# Requirement:
Give a verbatim repeat of the lines that run from the line containing "Compliance review: the wet" to the end of the data below.

============

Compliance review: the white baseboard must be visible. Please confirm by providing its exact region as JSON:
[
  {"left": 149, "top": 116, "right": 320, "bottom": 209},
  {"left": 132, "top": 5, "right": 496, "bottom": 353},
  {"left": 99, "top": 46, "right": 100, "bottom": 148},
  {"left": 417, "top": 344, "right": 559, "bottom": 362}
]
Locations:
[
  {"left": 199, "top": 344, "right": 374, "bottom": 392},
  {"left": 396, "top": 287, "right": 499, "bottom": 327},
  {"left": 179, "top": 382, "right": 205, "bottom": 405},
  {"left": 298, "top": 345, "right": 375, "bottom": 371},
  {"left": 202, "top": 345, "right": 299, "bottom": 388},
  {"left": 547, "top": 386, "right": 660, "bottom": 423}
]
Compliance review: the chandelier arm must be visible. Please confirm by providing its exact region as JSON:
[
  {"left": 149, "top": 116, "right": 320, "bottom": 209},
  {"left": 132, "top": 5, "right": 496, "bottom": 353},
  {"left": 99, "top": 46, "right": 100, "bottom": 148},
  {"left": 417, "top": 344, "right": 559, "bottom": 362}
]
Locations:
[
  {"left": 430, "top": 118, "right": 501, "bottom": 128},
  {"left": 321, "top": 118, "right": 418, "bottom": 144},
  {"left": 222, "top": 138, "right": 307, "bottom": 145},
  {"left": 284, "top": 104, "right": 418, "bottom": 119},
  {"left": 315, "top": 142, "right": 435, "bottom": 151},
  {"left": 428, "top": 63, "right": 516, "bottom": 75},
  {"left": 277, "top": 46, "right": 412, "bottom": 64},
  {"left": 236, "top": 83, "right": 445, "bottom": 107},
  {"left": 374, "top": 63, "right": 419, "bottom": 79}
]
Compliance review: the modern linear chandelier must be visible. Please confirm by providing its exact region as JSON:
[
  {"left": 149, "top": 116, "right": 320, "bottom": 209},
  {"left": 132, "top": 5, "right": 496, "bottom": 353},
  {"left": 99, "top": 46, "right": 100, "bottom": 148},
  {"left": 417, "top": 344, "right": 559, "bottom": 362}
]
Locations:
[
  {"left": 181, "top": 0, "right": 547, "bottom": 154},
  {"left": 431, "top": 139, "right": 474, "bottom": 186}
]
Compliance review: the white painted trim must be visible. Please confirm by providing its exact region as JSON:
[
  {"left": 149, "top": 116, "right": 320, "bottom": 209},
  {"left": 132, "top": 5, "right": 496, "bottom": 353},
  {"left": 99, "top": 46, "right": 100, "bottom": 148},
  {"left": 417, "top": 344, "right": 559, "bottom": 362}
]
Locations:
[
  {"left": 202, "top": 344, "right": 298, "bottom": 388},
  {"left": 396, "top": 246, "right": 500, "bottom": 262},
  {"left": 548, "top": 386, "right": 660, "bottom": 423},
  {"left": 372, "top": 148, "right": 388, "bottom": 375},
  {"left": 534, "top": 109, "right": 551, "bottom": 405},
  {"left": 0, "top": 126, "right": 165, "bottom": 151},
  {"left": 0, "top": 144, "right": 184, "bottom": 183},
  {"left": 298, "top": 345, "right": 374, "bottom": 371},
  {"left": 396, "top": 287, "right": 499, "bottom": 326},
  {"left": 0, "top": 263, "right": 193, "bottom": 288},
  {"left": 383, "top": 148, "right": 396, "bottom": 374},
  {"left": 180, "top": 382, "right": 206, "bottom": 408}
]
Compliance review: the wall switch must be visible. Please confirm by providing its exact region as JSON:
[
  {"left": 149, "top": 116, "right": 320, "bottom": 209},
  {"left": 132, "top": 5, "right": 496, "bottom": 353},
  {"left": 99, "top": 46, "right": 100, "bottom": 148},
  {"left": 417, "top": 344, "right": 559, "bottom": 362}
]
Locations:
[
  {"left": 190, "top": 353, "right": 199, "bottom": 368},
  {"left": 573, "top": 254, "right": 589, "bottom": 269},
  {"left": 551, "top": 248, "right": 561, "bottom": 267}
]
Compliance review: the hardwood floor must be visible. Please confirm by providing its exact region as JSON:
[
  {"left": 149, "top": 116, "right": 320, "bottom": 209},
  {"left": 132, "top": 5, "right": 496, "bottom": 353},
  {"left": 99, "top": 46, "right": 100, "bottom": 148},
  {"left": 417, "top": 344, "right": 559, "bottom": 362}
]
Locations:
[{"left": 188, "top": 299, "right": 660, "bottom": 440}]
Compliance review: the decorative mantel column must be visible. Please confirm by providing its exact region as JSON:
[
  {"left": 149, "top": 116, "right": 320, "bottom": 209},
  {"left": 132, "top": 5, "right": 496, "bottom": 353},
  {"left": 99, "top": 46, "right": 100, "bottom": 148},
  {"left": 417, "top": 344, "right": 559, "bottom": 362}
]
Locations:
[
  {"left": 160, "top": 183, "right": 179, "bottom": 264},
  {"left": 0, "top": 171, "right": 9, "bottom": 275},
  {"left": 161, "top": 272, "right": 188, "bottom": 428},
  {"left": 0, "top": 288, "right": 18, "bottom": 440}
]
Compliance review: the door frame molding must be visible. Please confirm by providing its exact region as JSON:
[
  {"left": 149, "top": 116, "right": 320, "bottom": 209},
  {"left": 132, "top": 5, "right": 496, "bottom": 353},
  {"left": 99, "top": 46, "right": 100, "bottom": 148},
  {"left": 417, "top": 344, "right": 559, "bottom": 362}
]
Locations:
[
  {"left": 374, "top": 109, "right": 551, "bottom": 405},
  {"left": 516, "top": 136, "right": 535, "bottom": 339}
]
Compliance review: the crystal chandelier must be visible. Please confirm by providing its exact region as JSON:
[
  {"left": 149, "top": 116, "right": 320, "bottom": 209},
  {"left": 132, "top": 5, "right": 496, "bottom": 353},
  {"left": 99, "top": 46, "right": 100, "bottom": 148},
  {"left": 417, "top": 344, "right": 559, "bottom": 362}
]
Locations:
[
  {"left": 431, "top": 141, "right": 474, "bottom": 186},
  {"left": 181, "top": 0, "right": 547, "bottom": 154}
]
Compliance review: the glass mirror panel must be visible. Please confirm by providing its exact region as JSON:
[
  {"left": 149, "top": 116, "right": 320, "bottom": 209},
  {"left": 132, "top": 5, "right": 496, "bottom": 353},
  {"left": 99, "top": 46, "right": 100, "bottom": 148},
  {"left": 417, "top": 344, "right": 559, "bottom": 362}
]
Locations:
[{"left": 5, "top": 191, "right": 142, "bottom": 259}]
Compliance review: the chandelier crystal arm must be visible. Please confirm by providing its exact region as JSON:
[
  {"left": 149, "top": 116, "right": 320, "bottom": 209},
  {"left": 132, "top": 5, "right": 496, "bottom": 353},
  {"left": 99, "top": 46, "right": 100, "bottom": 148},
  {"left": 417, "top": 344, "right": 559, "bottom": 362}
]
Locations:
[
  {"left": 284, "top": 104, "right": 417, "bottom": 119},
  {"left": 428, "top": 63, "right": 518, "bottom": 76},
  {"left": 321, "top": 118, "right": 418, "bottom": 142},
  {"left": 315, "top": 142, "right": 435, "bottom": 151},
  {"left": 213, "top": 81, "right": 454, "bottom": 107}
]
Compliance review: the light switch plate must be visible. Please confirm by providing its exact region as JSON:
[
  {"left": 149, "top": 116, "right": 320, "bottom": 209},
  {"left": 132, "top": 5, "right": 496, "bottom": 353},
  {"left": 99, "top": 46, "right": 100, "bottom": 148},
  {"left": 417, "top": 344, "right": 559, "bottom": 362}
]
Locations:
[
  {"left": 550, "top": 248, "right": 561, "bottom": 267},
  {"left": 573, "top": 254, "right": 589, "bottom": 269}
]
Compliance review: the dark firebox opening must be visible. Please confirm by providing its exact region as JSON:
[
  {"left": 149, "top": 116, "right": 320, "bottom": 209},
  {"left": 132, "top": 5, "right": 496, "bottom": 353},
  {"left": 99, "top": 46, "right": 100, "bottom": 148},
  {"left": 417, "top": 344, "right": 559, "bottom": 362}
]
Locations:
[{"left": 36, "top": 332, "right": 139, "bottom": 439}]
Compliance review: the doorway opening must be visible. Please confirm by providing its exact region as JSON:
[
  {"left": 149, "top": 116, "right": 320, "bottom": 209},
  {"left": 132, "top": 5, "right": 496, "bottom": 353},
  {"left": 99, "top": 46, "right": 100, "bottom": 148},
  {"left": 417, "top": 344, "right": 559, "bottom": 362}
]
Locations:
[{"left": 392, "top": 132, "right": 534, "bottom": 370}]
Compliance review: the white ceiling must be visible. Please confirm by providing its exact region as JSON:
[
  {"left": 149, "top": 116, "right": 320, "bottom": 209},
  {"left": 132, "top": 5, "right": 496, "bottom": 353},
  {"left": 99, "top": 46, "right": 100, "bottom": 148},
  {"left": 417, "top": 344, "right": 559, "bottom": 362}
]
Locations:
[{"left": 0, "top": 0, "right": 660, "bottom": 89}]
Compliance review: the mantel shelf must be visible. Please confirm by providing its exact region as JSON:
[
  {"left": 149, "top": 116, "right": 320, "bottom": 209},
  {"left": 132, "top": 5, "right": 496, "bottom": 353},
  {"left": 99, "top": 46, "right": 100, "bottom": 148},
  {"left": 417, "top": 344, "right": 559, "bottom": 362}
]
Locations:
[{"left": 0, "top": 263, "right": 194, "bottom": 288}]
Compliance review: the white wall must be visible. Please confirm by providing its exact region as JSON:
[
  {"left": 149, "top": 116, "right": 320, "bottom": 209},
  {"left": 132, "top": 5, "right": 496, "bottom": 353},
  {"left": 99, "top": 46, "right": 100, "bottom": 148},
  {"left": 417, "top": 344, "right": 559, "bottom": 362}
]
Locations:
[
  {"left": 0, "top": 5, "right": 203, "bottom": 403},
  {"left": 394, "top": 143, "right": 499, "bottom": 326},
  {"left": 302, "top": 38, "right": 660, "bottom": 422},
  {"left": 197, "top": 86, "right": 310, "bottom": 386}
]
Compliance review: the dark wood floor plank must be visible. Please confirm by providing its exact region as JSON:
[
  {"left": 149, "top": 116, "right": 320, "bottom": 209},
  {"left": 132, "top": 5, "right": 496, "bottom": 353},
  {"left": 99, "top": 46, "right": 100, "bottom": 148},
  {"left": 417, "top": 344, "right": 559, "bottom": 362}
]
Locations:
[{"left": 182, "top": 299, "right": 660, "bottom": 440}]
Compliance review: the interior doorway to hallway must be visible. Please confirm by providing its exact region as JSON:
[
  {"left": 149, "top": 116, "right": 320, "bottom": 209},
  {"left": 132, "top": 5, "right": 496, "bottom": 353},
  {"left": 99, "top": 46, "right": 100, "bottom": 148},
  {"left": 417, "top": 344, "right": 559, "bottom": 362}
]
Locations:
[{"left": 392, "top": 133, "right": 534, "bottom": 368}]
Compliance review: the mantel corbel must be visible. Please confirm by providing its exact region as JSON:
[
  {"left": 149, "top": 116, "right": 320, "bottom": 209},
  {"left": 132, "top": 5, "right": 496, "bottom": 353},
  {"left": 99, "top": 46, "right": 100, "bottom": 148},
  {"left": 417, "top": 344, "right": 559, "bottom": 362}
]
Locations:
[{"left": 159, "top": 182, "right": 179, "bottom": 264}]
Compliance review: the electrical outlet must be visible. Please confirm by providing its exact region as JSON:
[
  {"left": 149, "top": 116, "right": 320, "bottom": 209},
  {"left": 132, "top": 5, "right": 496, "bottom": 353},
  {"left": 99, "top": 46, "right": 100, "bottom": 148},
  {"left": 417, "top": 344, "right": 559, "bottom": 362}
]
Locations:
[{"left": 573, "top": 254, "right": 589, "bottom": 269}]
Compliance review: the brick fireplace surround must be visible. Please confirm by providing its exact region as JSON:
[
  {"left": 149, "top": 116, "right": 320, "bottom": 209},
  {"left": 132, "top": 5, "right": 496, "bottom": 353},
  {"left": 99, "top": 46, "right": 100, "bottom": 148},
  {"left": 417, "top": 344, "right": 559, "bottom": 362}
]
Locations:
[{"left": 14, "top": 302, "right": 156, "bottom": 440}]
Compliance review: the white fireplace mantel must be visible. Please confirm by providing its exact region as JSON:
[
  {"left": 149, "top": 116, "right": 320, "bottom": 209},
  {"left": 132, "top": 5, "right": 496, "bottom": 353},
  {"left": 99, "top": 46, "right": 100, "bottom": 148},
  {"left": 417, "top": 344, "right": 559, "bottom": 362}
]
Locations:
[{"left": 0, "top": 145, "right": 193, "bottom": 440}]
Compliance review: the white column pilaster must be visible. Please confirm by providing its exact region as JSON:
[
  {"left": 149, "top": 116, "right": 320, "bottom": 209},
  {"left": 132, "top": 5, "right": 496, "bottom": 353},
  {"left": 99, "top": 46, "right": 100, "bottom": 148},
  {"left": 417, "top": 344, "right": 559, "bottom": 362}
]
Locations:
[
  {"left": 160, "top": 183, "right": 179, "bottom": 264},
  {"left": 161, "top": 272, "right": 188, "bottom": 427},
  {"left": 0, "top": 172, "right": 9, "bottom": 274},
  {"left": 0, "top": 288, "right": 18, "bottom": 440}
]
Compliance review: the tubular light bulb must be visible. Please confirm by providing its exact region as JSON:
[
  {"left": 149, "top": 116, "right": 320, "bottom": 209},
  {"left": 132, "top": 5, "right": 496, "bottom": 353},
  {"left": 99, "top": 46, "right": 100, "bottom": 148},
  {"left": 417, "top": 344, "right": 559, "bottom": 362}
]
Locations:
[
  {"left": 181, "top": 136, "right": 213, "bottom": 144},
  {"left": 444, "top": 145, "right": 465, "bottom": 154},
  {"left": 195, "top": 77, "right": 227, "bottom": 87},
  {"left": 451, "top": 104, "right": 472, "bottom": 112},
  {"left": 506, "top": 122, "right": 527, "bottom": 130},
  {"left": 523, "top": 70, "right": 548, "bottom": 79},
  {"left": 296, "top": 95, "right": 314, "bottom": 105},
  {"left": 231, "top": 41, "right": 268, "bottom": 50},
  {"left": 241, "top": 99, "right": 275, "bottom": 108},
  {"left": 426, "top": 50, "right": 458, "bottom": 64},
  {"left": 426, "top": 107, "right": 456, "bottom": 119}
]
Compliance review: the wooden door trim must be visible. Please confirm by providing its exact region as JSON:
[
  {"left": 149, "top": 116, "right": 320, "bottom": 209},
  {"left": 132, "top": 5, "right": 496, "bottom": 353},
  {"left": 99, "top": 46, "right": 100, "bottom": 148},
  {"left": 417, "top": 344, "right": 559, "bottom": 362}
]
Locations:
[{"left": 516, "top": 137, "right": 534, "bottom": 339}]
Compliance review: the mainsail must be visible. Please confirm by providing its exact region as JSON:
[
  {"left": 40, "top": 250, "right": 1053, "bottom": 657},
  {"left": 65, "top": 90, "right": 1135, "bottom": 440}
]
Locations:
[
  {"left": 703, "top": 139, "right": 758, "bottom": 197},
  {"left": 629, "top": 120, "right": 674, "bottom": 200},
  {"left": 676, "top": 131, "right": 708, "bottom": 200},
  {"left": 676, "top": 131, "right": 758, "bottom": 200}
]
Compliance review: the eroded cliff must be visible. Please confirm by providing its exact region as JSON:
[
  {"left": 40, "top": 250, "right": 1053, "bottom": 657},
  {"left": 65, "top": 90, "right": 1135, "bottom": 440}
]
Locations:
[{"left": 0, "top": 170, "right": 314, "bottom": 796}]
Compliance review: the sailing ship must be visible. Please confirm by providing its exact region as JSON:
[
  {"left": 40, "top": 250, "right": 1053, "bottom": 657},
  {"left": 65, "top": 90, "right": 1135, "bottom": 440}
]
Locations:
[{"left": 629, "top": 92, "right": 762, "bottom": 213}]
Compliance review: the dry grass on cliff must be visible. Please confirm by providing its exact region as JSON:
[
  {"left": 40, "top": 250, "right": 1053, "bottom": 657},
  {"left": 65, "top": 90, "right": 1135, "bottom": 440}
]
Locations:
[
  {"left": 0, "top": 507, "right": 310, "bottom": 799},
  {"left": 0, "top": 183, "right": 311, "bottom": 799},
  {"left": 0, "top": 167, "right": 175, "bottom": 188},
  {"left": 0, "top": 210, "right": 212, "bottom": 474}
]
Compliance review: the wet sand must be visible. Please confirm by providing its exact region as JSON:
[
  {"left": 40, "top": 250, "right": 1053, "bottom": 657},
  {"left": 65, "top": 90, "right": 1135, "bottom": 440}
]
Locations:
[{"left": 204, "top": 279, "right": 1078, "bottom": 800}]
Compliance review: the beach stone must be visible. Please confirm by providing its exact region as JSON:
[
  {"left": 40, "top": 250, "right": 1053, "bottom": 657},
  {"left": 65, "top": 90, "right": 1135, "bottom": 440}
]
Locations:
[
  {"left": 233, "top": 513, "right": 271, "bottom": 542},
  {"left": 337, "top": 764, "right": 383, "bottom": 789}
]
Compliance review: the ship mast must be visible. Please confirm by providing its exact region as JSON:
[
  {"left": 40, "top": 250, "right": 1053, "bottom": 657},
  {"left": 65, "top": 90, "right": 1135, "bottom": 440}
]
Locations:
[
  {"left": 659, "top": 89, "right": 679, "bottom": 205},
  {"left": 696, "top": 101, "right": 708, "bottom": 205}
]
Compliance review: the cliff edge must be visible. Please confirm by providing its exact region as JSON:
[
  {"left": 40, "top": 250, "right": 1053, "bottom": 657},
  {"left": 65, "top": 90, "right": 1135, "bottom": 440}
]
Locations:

============

# The solution:
Compliance review: the wet sand must be visible. Please confirm by providing its exact region as JSON:
[
  {"left": 40, "top": 250, "right": 1053, "bottom": 657},
  {"left": 65, "top": 90, "right": 1135, "bottom": 440}
]
Locations:
[{"left": 204, "top": 279, "right": 1078, "bottom": 800}]
Compliance review: the beach stone must be visible. Please confirm by providing its exact region as JSON:
[
  {"left": 40, "top": 250, "right": 1053, "bottom": 657},
  {"left": 65, "top": 90, "right": 1135, "bottom": 440}
]
Locations:
[
  {"left": 233, "top": 513, "right": 271, "bottom": 542},
  {"left": 337, "top": 764, "right": 383, "bottom": 789}
]
Compliance review: the ship mast must be visible. Please confirm by providing its exact region as JSON:
[
  {"left": 40, "top": 250, "right": 1053, "bottom": 657},
  {"left": 65, "top": 90, "right": 1135, "bottom": 440}
]
Locations:
[
  {"left": 659, "top": 89, "right": 679, "bottom": 205},
  {"left": 696, "top": 101, "right": 708, "bottom": 205}
]
Compliance review: the cliff edge must be visible. Please confirm by providing its exact region as JSON:
[
  {"left": 40, "top": 250, "right": 1053, "bottom": 657},
  {"left": 65, "top": 90, "right": 1135, "bottom": 440}
]
Locations:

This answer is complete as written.